* [DATA RECORDS]
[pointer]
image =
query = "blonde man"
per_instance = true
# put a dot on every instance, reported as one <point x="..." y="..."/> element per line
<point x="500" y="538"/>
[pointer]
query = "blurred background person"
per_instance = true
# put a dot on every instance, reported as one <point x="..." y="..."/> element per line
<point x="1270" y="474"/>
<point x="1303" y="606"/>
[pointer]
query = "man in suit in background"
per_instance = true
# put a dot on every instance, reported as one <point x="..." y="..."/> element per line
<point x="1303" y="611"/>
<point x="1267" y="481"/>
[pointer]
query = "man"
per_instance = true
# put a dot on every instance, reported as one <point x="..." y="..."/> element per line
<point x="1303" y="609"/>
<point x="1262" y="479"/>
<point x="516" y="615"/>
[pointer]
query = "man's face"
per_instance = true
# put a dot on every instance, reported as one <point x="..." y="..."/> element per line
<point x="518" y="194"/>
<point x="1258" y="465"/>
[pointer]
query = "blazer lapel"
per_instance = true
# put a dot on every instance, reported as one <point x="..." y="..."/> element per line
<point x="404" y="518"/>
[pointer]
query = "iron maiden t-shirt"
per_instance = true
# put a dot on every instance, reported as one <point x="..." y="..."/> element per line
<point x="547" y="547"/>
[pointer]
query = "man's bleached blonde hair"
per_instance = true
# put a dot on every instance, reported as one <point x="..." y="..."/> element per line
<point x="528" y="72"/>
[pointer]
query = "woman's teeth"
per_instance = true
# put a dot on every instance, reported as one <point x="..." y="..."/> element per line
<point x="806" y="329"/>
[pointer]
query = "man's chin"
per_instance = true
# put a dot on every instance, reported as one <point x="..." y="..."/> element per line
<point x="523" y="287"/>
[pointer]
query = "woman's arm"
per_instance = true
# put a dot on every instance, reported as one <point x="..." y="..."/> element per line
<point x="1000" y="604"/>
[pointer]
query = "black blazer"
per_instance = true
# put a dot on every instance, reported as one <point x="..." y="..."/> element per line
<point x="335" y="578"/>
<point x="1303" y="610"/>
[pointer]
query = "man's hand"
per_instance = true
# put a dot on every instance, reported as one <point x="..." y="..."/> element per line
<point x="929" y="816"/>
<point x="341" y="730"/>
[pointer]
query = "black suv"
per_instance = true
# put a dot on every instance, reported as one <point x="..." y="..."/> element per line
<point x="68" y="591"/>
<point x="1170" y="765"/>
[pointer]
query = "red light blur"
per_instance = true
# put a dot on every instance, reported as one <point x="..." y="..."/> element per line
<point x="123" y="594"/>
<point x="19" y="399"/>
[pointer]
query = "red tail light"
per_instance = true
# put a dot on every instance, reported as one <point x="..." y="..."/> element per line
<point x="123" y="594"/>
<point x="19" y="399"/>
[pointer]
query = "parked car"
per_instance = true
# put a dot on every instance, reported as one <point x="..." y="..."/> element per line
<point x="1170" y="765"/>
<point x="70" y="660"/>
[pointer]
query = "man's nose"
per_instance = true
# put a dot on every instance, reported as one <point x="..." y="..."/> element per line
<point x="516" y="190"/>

* [PROBLEM DETAILS] All of the material above needs to be copied exactly.

* [THE REPLY]
[pointer]
image =
query = "blonde man"
per_instance = true
# put a dot on every instance, reported as one <point x="..." y="..."/> element per line
<point x="500" y="538"/>
[pointer]
query = "blurred background person"
per_instance = true
# put a dot on every instance, reported as one <point x="..." y="..."/> element per line
<point x="1270" y="474"/>
<point x="1303" y="606"/>
[pointer]
query = "man in suit in background"
per_instance = true
# put a dot on every instance, reported as one <point x="..." y="..."/> element per line
<point x="1303" y="611"/>
<point x="1267" y="481"/>
[pointer]
query = "man"
per_instance = true
# put a dot on every instance, reported as one <point x="..." y="..."/> element per line
<point x="1303" y="609"/>
<point x="1262" y="479"/>
<point x="516" y="615"/>
[pointer]
query = "man's face"
per_instance = true
# put a dot on every instance, reported as one <point x="..." y="..."/> element per line
<point x="518" y="194"/>
<point x="1258" y="465"/>
[pointer]
query = "blazer lapel"
per_instance = true
# put a dot on every instance, reported as one <point x="..." y="..."/> element per line
<point x="404" y="518"/>
[pointer]
query = "iron maiden t-shirt"
per_instance = true
# put a dot on every instance, reported as one <point x="..." y="..."/> element per line
<point x="547" y="547"/>
[pointer]
query = "man's bleached blonde hair"
per_instance = true
# put a dot on every instance, reported as one <point x="..." y="..."/> element per line
<point x="528" y="72"/>
[pointer]
query = "woman's teeth"
per_instance = true
# put a dot on every instance, reported as one <point x="..." y="..."/> element per line
<point x="806" y="329"/>
[pointer]
query = "man's chin"
per_instance = true
# put a dot on every instance, reported as one <point x="..." y="..."/> element per line
<point x="523" y="287"/>
[pointer]
query = "woman's arm"
per_instance = true
# put a dot on every instance, reported as one <point x="..." y="..."/> element per line
<point x="1000" y="604"/>
[pointer]
query = "black blazer"
per_instance = true
# put a dot on every instance, reported as one <point x="..." y="..."/> element per line
<point x="335" y="578"/>
<point x="1303" y="610"/>
[pointer]
query = "man's hand"
per_instance = true
# put a dot on every instance, reported as one <point x="..." y="..."/> element per line
<point x="929" y="816"/>
<point x="341" y="730"/>
[pointer]
query = "black suv"
per_instance = true
# put a dot on every instance, reported as one <point x="..." y="..."/> element per line
<point x="68" y="591"/>
<point x="1170" y="765"/>
[pointer]
query = "red light blur"
per_instance = true
# put a dot on every instance, reported as one <point x="..." y="..."/> element per line
<point x="123" y="594"/>
<point x="19" y="399"/>
[pointer]
query = "red tail light"
per_instance = true
# put a dot on every instance, reported as one <point x="..." y="..."/> element per line
<point x="123" y="594"/>
<point x="19" y="399"/>
[pointer]
query = "parked car"
per_instance = true
# put a dot on every instance, reported as one <point x="..." y="..."/> element per line
<point x="1170" y="765"/>
<point x="70" y="660"/>
[pointer]
query = "man's nose"
per_instance = true
# put a dot on every instance, reported as one <point x="..." y="..."/> element per line
<point x="516" y="190"/>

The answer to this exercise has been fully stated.